• _Given text_
I realise I'll never be a supa-dupa hotshot guitar player, but I'm happy with what I achieved so far, and that's being able to play a nice collection of songs.

What kind of guitar (and amplifier) do you use?


----------



## marco (Jan 2, 2003)

i play the guitar too. theres a pic of my guitar under my aquarium. i took 2 lessons to learn the coards. learnd to read tab,and went from there. i can play like anything now.


----------



## Xenon (Nov 15, 2002)

az tha kid said:


> Bob Marly


 Not meaning to get off subject, but damn Az, your signature is long!


----------



## Innes (Jan 13, 2003)

marco said:


> Innes is my hero. :biggrin:


 what good taste you have









as for the Ali G - he is funny, but I like Borat better, and he is not good enough to be one of my heros









and someone mentioned Bruce Lee







, I forgot to put him in my list


----------



## RhomZilla (Feb 12, 2003)

The producers of "GIRLS GONE WILD"!!! Whooo Hooo!!!


----------



## AZ (Jan 3, 2003)

Look at marcos man.


----------



## marco (Jan 2, 2003)

look at my what...


----------



## RhomZilla (Feb 12, 2003)

He wants us to look at your "MAN". heh heh


----------



## Young Gotti (Jan 29, 2003)

Never Seen a GGW vid before. They must be pretty good.


----------



## marco (Jan 2, 2003)

my man?


----------



## Judazzz (Jan 13, 2003)

• _Short problem 1_
In the forum thread, how many lessons does marco say he took?
• _Short problem 2_
List every distinct username that appears as a post header in the forum thread.
• _Short problem 3_
Return the part of the forum thread from "I realise I'll" to "collection of songs.", copied word for word.

(Records of labeled boxes)
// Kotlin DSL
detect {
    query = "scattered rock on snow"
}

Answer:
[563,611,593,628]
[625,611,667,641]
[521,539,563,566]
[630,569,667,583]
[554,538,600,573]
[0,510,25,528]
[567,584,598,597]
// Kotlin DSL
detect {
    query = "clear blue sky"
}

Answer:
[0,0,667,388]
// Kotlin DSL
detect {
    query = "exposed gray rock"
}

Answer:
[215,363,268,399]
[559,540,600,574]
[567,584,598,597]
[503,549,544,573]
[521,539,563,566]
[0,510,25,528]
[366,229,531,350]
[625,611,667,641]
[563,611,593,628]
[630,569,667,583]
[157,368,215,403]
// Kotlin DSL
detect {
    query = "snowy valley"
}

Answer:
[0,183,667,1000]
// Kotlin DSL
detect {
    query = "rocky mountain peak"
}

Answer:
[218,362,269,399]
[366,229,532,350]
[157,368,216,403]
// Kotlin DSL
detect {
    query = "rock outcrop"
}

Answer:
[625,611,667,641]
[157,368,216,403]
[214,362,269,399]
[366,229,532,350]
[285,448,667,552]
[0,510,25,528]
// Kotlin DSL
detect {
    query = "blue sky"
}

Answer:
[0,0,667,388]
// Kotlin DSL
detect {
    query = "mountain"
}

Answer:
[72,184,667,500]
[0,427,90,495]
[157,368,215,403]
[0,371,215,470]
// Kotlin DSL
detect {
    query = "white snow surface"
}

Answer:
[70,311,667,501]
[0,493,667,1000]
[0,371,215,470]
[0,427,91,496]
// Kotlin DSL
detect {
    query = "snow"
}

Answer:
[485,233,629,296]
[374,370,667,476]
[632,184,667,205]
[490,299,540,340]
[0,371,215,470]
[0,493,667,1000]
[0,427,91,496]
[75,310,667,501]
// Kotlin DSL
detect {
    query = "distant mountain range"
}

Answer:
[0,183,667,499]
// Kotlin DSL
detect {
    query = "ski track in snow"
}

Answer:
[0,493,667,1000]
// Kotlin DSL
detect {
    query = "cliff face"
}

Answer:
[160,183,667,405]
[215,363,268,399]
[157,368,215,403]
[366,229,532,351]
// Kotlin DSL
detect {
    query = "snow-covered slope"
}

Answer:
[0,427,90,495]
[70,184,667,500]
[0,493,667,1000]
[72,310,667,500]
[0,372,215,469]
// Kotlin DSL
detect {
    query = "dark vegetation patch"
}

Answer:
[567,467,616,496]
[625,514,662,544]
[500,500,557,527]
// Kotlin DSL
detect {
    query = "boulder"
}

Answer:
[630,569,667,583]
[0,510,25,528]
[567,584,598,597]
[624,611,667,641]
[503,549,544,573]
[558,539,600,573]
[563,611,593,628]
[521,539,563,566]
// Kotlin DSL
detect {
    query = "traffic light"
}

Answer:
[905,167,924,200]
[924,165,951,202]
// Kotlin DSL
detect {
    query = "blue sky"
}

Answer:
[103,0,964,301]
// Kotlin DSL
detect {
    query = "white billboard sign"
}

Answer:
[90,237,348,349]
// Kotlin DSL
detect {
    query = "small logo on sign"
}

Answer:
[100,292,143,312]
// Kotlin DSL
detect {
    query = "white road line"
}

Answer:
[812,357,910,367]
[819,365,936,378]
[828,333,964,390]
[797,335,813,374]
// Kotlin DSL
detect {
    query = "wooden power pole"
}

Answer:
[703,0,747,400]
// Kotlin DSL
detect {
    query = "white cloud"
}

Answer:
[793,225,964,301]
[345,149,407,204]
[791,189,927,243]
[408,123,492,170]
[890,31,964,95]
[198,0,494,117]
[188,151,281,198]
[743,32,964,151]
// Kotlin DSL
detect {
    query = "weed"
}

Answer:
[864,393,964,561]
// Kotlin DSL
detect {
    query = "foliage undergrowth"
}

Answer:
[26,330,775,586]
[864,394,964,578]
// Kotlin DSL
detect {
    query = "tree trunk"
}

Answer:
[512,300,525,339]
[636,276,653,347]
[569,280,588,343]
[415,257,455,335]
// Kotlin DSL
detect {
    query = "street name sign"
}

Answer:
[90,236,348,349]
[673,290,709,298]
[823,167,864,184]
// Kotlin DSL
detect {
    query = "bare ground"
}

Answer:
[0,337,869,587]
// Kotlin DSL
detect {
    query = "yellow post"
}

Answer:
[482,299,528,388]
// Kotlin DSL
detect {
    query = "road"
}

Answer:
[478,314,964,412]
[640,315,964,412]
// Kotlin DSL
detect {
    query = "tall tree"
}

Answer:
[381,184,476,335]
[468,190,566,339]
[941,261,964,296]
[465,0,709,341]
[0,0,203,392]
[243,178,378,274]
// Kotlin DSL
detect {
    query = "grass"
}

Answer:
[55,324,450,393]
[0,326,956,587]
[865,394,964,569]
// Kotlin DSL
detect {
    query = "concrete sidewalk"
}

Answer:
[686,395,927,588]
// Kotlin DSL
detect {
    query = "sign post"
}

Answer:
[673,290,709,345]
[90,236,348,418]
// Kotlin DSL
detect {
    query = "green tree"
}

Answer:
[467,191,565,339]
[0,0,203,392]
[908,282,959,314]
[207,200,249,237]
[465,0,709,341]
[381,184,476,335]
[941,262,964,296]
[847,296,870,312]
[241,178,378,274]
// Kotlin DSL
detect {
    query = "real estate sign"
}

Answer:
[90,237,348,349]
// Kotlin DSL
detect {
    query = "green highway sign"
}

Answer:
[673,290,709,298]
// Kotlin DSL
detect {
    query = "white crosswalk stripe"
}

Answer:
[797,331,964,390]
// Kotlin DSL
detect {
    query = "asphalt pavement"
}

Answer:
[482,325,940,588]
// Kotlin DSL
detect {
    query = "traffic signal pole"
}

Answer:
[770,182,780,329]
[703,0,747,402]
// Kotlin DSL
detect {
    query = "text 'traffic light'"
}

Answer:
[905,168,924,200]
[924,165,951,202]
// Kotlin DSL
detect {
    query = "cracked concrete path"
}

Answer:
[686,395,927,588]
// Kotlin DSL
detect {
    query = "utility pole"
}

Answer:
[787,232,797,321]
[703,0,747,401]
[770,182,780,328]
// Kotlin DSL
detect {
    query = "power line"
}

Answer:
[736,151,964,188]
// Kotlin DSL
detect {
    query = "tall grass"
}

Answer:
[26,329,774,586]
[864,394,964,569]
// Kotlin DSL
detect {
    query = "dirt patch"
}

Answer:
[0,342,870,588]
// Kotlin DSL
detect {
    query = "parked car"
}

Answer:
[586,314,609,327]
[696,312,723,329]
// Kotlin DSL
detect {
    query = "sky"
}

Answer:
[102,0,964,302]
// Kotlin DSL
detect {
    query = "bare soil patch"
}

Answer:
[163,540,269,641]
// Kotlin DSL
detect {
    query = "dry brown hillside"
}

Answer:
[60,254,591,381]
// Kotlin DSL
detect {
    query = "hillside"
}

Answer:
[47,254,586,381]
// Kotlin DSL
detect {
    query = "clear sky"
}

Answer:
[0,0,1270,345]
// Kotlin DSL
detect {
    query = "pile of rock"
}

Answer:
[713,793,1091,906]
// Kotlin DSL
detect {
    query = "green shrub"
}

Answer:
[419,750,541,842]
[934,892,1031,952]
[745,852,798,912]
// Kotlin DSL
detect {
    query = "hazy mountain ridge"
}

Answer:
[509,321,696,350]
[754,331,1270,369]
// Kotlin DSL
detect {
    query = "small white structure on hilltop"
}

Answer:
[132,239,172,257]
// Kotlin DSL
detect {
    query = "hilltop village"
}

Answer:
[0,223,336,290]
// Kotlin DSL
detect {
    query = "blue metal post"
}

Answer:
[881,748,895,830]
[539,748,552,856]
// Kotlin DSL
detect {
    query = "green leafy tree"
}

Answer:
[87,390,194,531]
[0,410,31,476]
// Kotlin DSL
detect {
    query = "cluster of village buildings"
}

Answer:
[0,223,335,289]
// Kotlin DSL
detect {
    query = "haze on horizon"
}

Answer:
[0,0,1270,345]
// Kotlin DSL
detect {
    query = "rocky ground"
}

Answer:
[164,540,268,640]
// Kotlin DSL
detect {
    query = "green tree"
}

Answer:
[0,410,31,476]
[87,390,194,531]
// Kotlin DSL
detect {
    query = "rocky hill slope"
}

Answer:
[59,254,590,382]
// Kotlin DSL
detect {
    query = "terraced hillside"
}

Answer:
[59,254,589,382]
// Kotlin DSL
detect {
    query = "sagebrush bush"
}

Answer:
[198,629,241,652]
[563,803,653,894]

• _Correct answer 1_
Two lessons.

• _Correct answer 2_
marco, Xenon, Innes, RhomZilla, AZ, Young Gotti, Judazzz

• _Correct answer 3_
I realise I'll never be a supa-dupa hotshot guitar player, but I'm happy with what I achieved so far, and that's being able to play a nice collection of songs.